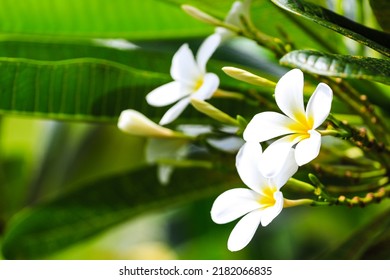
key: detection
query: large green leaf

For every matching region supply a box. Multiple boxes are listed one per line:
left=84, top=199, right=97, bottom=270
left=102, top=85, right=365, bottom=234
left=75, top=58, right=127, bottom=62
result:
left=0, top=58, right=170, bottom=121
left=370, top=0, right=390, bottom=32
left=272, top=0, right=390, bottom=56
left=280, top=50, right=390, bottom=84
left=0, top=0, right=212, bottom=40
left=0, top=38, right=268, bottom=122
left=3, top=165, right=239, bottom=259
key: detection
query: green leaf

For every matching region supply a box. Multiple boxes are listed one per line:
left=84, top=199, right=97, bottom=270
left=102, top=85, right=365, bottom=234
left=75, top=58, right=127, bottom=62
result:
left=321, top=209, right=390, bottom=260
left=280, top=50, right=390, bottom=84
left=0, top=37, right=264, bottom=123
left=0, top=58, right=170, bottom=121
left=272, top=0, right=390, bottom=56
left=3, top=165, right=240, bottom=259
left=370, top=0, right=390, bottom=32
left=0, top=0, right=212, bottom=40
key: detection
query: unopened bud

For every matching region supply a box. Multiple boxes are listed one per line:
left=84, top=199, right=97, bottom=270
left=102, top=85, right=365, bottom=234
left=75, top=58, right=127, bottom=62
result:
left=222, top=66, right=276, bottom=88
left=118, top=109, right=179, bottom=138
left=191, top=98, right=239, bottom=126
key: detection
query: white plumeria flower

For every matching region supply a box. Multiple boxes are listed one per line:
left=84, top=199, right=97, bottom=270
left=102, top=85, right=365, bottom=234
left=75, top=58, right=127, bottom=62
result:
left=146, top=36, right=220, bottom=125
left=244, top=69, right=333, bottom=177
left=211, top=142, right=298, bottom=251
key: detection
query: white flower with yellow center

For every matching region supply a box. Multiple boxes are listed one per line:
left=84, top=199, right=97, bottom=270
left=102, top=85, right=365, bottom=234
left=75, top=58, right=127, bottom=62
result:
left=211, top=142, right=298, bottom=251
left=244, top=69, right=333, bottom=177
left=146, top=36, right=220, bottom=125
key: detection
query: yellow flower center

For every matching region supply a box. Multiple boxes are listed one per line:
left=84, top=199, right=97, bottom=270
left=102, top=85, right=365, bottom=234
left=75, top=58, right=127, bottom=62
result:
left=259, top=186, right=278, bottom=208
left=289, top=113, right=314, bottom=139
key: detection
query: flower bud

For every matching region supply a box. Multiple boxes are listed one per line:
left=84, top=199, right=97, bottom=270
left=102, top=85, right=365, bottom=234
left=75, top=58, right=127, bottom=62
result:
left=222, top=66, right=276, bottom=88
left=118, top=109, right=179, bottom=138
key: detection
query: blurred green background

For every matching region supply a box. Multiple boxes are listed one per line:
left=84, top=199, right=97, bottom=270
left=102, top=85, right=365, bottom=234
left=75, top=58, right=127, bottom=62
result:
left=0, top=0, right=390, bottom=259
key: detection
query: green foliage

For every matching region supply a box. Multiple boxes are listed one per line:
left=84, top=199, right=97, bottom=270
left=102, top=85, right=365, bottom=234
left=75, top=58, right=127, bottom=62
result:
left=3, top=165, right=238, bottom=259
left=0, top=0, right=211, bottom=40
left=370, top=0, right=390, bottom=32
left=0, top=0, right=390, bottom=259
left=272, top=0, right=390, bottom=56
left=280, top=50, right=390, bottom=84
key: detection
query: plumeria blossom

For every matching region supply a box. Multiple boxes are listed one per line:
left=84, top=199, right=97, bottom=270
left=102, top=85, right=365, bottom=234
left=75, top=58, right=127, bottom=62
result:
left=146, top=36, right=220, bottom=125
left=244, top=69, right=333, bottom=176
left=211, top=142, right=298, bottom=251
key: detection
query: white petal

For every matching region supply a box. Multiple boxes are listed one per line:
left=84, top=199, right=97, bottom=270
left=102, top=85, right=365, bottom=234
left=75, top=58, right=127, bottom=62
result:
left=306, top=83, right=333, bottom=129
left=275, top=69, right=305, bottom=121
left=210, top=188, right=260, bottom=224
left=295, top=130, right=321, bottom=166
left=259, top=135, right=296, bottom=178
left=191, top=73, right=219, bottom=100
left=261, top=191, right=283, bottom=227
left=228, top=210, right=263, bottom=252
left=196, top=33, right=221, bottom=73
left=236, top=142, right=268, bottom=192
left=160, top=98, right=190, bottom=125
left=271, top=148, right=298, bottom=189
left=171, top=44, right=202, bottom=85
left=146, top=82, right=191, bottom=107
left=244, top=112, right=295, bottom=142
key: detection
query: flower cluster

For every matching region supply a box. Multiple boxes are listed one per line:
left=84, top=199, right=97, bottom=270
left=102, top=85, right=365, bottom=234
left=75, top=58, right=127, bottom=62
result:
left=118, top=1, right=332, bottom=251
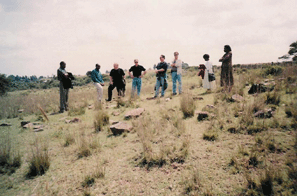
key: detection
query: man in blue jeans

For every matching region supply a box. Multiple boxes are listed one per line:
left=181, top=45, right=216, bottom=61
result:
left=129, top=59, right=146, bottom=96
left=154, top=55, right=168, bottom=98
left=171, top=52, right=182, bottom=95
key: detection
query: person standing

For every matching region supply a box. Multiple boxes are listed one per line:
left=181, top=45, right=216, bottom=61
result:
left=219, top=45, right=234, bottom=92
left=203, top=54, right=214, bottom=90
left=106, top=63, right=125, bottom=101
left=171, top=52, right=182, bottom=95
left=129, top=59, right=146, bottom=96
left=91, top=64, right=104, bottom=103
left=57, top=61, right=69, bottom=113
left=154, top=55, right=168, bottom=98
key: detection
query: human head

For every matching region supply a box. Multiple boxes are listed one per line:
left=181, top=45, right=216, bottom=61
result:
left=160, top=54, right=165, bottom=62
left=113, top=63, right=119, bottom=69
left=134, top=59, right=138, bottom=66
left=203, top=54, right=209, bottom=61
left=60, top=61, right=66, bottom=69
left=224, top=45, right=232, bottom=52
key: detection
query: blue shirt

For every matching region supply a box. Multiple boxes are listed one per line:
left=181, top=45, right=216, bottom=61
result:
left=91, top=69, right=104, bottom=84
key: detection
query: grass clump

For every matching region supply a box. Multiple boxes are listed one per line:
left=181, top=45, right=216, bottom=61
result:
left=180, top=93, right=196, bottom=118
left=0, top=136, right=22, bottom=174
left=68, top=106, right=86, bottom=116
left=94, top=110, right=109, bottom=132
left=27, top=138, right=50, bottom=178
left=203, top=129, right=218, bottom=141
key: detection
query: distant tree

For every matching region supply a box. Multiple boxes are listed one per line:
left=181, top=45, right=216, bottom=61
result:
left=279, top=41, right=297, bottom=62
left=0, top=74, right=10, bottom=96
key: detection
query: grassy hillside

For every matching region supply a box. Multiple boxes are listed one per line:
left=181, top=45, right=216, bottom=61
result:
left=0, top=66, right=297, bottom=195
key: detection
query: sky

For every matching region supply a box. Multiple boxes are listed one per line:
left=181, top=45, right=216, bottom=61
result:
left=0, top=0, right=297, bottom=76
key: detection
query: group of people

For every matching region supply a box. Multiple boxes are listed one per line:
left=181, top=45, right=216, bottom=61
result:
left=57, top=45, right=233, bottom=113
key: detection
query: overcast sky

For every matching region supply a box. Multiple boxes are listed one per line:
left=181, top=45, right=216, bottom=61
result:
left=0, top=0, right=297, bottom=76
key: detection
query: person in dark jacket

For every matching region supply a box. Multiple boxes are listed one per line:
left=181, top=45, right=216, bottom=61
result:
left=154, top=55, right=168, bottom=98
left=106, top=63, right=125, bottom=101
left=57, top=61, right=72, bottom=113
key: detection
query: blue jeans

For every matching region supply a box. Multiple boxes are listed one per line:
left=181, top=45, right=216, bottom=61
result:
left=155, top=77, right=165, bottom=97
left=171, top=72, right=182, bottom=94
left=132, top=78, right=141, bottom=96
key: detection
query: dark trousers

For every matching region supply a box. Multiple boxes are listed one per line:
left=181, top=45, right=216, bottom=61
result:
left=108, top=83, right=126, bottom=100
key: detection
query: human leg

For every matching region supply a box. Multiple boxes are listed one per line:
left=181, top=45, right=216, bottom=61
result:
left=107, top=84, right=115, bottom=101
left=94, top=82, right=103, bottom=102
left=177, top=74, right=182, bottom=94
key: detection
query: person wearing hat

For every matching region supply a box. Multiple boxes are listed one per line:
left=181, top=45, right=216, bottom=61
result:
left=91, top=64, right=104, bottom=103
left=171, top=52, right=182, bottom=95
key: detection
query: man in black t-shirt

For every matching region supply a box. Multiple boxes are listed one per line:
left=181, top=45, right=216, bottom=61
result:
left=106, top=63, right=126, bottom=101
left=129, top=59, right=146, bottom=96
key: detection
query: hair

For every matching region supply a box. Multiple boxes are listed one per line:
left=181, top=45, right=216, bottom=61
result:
##########
- _Your goal_: Count the lines in the records above that contain the string "blue", and reply with the number alone.

- _Expected output_: 3